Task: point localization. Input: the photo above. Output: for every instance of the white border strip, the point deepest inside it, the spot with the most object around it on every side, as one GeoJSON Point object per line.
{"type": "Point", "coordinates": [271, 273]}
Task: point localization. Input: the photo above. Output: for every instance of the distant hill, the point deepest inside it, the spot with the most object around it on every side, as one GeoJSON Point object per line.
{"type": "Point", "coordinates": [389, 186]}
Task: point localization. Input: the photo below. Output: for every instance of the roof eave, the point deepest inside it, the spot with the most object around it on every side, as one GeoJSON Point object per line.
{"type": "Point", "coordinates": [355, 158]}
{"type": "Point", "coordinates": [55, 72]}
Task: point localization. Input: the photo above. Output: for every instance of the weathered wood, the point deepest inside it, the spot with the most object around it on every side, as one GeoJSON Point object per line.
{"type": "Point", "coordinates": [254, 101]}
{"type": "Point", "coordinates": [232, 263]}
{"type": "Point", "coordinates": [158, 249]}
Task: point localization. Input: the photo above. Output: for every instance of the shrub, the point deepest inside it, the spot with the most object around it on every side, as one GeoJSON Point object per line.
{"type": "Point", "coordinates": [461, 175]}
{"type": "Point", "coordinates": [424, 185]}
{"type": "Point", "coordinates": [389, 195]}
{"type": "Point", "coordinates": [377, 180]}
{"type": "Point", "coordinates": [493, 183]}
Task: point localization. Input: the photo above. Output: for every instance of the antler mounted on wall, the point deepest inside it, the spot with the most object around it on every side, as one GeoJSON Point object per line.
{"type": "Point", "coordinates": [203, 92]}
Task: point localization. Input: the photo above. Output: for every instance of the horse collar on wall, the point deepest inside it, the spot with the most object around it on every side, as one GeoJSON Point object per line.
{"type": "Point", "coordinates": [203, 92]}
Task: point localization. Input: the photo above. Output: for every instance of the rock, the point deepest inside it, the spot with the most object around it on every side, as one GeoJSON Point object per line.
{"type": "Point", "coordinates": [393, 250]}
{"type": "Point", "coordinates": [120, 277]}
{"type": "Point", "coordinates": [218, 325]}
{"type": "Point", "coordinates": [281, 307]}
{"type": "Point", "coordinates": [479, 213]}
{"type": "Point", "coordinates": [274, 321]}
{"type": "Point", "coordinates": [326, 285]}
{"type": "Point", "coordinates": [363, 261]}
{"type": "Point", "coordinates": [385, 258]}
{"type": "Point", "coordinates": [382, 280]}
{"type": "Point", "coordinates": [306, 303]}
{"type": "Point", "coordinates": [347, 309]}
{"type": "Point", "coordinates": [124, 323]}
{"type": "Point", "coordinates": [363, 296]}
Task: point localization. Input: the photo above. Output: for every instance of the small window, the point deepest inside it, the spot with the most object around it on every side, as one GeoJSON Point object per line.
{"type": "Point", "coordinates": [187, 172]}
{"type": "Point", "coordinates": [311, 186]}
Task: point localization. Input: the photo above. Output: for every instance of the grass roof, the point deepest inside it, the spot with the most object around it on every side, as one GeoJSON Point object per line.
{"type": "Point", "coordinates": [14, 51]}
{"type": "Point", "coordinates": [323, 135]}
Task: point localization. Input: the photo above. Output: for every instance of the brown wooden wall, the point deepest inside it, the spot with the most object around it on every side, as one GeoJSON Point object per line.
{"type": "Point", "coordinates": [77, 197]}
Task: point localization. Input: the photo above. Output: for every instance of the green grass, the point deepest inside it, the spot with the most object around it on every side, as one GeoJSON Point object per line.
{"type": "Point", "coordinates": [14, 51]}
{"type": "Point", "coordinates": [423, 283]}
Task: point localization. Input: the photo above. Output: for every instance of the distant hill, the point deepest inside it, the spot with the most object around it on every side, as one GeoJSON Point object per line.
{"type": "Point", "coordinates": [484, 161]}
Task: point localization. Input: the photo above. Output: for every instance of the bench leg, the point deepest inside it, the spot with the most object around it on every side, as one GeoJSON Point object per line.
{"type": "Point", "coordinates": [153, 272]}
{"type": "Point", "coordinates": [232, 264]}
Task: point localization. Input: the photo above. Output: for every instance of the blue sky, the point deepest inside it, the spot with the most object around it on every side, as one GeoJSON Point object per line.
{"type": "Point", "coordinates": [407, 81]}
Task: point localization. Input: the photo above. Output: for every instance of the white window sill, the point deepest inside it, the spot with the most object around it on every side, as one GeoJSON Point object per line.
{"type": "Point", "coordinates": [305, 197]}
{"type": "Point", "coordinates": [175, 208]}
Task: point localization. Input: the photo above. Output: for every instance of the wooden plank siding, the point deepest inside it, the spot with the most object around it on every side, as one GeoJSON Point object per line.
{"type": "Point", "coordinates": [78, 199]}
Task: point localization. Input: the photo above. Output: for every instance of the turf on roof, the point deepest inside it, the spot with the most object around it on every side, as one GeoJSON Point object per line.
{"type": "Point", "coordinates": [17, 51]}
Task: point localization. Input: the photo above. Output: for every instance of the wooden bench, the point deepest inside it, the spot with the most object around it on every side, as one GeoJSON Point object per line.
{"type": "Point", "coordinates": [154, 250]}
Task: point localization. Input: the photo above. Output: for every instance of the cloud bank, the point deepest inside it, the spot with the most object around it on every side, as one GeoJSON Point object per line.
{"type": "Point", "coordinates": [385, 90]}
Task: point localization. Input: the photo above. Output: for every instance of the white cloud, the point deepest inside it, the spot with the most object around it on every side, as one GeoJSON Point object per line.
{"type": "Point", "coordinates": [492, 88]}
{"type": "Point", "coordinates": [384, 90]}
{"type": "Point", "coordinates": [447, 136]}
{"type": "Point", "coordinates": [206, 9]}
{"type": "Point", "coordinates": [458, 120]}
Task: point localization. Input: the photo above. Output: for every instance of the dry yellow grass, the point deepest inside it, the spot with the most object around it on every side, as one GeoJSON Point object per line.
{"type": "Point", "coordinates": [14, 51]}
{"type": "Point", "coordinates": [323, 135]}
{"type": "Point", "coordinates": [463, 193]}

→ WHAT IS EXPECTED
Repeat exactly, and only, the lines of the records above, starting with the line that contains "of the cloud" and ending with the final line, both included.

→ OUTPUT FOR THIS EXERCISE
Task: point localization. Input: the photo above. Output: for every instance of the cloud bank, the point deepest inside it, the spot with the most object around it on every side, as one GeoJSON Point object per line.
{"type": "Point", "coordinates": [385, 90]}
Task: point localization. Input: the photo above. Output: for every instance of the white cloud, the point deepest inside it, the spot with the most object around it on every side, as one GeoJSON Point object per line.
{"type": "Point", "coordinates": [492, 88]}
{"type": "Point", "coordinates": [384, 90]}
{"type": "Point", "coordinates": [447, 136]}
{"type": "Point", "coordinates": [206, 9]}
{"type": "Point", "coordinates": [458, 120]}
Task: point localization. Input: the photo above. Output: for every instance of the dry yellow grass, the point deepest inside it, the spot with the most object around it on every side, as one GeoJSON Point object per line.
{"type": "Point", "coordinates": [14, 51]}
{"type": "Point", "coordinates": [323, 135]}
{"type": "Point", "coordinates": [463, 193]}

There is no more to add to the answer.